> Exercise aim: Give the listing again in full, exactly as written.

# start of The records

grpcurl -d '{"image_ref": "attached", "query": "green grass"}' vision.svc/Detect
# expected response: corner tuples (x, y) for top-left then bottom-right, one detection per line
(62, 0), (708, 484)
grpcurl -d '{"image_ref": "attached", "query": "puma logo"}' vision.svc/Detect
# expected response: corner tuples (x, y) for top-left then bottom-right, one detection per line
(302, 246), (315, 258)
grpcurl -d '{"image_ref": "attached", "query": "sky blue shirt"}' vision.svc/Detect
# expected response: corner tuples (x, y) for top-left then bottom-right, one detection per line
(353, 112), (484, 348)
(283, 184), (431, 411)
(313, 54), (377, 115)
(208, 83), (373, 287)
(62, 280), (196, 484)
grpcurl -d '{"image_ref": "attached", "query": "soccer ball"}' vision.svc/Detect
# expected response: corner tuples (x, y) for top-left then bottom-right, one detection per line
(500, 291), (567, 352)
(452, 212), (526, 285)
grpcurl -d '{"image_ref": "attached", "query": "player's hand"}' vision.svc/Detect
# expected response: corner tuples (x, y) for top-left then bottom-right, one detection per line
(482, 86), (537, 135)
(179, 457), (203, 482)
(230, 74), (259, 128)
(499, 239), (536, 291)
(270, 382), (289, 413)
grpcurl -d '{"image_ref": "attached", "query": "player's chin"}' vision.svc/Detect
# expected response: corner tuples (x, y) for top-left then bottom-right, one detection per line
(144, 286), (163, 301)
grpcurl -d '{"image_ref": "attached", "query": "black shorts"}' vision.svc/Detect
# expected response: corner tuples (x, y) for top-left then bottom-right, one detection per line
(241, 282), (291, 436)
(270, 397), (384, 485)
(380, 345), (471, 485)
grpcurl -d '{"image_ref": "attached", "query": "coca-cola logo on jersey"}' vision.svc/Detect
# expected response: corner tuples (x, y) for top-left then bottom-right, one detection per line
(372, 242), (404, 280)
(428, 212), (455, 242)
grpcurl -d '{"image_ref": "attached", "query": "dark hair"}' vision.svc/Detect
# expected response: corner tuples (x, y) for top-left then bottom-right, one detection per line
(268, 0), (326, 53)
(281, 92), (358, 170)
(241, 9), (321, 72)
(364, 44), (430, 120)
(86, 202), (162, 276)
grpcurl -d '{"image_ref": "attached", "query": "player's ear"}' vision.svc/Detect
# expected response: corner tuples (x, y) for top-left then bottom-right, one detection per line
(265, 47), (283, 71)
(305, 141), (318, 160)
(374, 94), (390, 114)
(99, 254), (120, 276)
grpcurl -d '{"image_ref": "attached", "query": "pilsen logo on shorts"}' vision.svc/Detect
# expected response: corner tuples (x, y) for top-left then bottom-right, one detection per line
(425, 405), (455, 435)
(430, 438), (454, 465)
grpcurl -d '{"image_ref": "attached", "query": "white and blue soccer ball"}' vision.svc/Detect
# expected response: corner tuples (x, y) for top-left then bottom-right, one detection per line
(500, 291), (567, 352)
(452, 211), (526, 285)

# end of The records

> Answer below:
grpcurl -d '{"image_ref": "attached", "query": "green grass"}' vision.svc/Detect
# expected response: corner tuples (x, y) for top-left then bottom-right, one detection per line
(62, 0), (708, 484)
grpcurl -d '{"image_ref": "attached", "query": "puma logo"}' vision.svc/Detect
# expected response: corner tuples (x, y) for top-left then bottom-right, one detection per line
(302, 246), (315, 258)
grpcurl -d '{"image_ref": "attached", "query": "sky blue shirt"}' vision.svc/Detect
# expected response: corner tuples (x, y) for top-left then bottom-right, one detection per line
(353, 112), (484, 348)
(283, 184), (431, 411)
(313, 54), (377, 115)
(208, 83), (373, 287)
(62, 280), (196, 484)
grpcurl -d '{"image_ref": "attached", "query": "soccer ball"}' vision.svc/Detect
# expected response: corner tuples (x, y) for top-left then bottom-right, one detection per line
(500, 291), (567, 352)
(452, 212), (526, 285)
grpcurl -d '{"image_ref": "attached", "query": "player's hand"}' vision.svc/Detect
# expected response: corner tuples (x, y) for top-left then bottom-right, one detection per line
(482, 86), (537, 135)
(179, 457), (203, 482)
(230, 74), (259, 128)
(499, 239), (536, 291)
(270, 382), (289, 413)
grpcurl -d '{"image_ref": "attached", "query": "player's chin"}' vision.svc/Detect
# expected response: corner tuples (x, y) for top-left then bottom-right, one detection per line
(144, 286), (163, 301)
grpcurl -d '{"image_ref": "attached", "query": "black shorts"}' vision.svc/Detect
# expected response: corner tuples (x, y) for top-left then bottom-right, one detection per line
(241, 282), (291, 436)
(270, 397), (384, 485)
(380, 345), (471, 485)
grpcurl -d '{"image_ref": "attached", "query": "coca-cola logo on jersey"}' vision.svc/Detect
# expected response: corner tuples (x, y) for top-left then bottom-right, one detection per line
(372, 242), (404, 280)
(428, 212), (455, 242)
grpcurl -d '{"image_ref": "attached", "query": "dark hair"}' vision.svc/Detect
# expected response: corner tuples (x, y) for top-left then bottom-right, one detection per line
(268, 0), (326, 53)
(281, 92), (358, 170)
(241, 9), (321, 72)
(364, 44), (430, 120)
(86, 202), (162, 276)
grpcurl -d '{"image_ref": "attached", "query": "player's ear"}' vision.svc/Detect
# expected response: corner tuples (x, y) for top-left then bottom-right, one detection per line
(265, 47), (283, 71)
(305, 141), (318, 160)
(374, 94), (390, 114)
(99, 254), (120, 276)
grpcurl -d '{"image_ref": "attached", "query": "pilsen logo on shorts"}' vision.svc/Detect
# expected response: corner tuples (x, y) for top-left then bottom-right, one detection per line
(425, 405), (455, 435)
(430, 438), (454, 465)
grpcurl -d '{"image_ref": "attached", "query": "white and blue soccer ball"}' vision.svc/Detect
# expected response: corner tuples (x, y) for top-left then bottom-right, one detection per line
(500, 291), (567, 352)
(452, 211), (526, 285)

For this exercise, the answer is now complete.